*Selected passage*:

===============

= 1924 in British radio =

This is a list of events from British radio in 1924.

==Events==
===January===
- 1 January – The Meteorological Office issues its first broadcast Shipping Forecast, at this time called Weather Shipping.
- 15 January – The world's first original adult radio play, Danger by Richard Hughes, is broadcast by the British Broadcasting Company from its studios in London.

===February===
- 5 February – Hourly Greenwich Time Signal from Royal Greenwich Observatory is broadcast for the first time.
- 24 February – The first broadcasts from the British Broadcasting Company's 6FL Sheffield radio station listed in The Radio Times. (Note: It is probable that 6FL Sheffield broadcast prior to this date without being listed in The Radio Times.)

===March===
- 28 March – First broadcasts from the 5PY Plymouth radio station listed in The Radio Times. (Note: It is probable that 5PY Plymouth broadcast prior to this date without being listed in The Radio Times.)

===April===
- 23 April – First broadcast by King George V, opening the British Empire Exhibition at Wembley Stadium. It is recorded off-air by a listener using home-made equipment.

===May===
- 1 May – The first broadcasts from the 2EH Edinburgh radio station listed in The Radio Times. (Note: It is probable that 2EH Edinburgh broadcast prior to this date without being listed in The Radio Times.)
- 19 May – The British Broadcasting Company first broadcasts cellist Beatrice Harrison duetting live with a wild nightingale in her Surrey garden.

===June===
- 11 June – First broadcasts from the 2LV Liverpool radio station listed in The Radio Times. (Note: It is probable that 2LV Liverpool broadcast prior to this date without being listed in The Radio Times.)

===============

*Requirements*: Retype the portion of the 1924 British radio events list between "This is a list" and "called Weather Shipping.", inclusive, matching it word for word.

===============

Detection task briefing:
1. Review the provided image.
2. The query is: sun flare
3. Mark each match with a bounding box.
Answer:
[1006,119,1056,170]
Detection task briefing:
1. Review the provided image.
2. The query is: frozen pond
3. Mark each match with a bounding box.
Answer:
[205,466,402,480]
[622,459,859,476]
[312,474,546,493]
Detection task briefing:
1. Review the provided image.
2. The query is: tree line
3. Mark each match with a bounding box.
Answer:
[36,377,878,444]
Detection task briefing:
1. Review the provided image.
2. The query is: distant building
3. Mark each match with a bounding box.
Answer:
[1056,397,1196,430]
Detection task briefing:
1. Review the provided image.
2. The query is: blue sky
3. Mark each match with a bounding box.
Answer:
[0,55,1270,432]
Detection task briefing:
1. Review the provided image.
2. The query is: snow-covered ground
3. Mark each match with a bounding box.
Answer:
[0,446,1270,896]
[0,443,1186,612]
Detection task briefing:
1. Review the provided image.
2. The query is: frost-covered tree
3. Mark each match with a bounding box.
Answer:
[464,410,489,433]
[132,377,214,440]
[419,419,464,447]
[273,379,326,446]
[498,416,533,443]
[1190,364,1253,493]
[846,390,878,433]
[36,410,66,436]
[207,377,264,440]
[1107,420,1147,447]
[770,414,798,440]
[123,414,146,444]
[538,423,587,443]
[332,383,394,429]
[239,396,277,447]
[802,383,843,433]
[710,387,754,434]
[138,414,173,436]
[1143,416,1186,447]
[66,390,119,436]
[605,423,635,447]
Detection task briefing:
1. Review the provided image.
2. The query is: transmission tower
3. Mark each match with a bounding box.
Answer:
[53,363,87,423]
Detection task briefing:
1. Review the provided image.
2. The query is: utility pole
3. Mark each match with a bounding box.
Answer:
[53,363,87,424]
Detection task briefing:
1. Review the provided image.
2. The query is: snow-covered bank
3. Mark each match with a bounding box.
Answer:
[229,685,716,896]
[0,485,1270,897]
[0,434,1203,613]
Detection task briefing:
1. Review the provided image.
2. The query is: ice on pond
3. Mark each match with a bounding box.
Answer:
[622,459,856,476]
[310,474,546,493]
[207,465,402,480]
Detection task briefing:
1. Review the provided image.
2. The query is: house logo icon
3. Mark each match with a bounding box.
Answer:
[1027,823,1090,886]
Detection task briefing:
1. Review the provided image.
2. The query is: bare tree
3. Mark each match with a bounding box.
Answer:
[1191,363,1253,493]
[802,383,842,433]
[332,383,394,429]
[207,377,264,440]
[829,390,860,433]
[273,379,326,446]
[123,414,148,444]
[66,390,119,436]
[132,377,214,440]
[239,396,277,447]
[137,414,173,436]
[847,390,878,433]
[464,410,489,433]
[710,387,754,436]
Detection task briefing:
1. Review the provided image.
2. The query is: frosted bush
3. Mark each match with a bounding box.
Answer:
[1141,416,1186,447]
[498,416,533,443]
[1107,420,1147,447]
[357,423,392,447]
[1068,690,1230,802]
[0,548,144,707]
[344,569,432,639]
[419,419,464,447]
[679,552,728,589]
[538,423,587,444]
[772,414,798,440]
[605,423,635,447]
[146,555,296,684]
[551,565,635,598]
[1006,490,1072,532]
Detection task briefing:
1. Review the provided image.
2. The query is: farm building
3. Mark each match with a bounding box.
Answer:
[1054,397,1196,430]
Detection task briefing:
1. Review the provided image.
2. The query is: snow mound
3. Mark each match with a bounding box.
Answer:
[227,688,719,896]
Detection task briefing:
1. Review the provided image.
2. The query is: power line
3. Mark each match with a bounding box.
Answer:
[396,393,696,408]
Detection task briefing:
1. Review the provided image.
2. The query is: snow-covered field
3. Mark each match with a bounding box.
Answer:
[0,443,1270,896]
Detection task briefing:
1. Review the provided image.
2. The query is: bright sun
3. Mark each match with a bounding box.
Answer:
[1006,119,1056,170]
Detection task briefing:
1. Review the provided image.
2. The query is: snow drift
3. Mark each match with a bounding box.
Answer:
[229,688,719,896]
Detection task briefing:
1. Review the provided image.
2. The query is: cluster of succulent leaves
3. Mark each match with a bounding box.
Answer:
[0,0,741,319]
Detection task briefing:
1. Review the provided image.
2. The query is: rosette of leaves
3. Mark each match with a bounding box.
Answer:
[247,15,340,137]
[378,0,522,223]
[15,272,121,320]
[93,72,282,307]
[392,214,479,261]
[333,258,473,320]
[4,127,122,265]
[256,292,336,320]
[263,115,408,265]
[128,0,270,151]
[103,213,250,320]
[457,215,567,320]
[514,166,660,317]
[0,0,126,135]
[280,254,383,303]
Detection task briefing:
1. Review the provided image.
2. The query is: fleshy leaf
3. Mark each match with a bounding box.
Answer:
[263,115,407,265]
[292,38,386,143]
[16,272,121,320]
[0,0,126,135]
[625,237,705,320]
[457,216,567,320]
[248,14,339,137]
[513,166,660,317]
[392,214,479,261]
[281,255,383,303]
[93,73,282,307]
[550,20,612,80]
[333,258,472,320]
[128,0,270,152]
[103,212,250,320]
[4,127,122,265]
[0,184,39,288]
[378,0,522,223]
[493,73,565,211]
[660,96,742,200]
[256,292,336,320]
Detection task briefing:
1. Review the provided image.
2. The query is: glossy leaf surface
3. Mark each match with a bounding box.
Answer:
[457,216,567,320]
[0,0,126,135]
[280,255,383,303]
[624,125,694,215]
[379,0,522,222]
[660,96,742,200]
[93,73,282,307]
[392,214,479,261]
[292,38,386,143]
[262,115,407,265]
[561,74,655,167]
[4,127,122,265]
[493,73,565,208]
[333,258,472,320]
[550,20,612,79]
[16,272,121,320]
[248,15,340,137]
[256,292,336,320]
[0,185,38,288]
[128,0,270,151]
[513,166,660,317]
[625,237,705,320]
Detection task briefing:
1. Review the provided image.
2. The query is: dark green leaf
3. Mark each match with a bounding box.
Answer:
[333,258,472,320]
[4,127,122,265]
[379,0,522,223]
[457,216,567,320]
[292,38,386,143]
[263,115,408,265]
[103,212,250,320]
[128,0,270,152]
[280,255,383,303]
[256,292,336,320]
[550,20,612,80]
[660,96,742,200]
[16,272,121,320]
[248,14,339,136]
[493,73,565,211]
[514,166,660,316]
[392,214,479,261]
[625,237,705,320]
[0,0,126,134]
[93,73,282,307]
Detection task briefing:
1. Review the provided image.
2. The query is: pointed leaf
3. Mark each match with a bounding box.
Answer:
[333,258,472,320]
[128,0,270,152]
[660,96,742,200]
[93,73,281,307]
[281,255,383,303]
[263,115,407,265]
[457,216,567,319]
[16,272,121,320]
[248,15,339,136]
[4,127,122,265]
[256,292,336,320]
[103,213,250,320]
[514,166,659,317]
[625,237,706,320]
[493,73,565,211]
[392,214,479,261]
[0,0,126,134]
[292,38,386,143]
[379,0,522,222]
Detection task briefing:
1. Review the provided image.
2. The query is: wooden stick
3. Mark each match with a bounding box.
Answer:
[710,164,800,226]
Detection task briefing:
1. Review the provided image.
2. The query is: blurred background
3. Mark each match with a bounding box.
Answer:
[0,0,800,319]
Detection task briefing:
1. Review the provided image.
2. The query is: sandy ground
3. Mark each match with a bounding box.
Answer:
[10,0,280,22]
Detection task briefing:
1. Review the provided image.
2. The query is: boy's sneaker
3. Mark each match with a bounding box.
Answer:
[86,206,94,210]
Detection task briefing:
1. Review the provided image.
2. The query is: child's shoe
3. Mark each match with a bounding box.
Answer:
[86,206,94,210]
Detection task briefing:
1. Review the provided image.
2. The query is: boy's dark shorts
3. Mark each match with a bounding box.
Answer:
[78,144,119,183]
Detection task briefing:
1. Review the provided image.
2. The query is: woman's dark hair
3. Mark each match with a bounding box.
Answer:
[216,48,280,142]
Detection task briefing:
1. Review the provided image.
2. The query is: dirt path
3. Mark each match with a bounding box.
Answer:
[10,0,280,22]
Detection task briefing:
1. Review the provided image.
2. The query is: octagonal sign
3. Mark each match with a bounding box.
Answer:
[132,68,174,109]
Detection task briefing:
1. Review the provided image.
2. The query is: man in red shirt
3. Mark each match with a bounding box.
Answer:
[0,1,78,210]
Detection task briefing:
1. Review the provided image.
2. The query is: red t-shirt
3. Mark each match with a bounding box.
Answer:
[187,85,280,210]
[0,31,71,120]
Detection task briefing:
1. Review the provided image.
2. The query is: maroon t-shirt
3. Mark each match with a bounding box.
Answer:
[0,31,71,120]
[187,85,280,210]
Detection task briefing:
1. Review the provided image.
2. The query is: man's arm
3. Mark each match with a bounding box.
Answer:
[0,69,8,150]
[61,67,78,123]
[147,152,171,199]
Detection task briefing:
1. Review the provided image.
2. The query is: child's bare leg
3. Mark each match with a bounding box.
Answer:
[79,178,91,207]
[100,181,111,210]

===============

*Result of this task*:
This is a list of events from British radio in 1924.

==Events==
===January===
- 1 January – The Meteorological Office issues its first broadcast Shipping Forecast, at this time called Weather Shipping.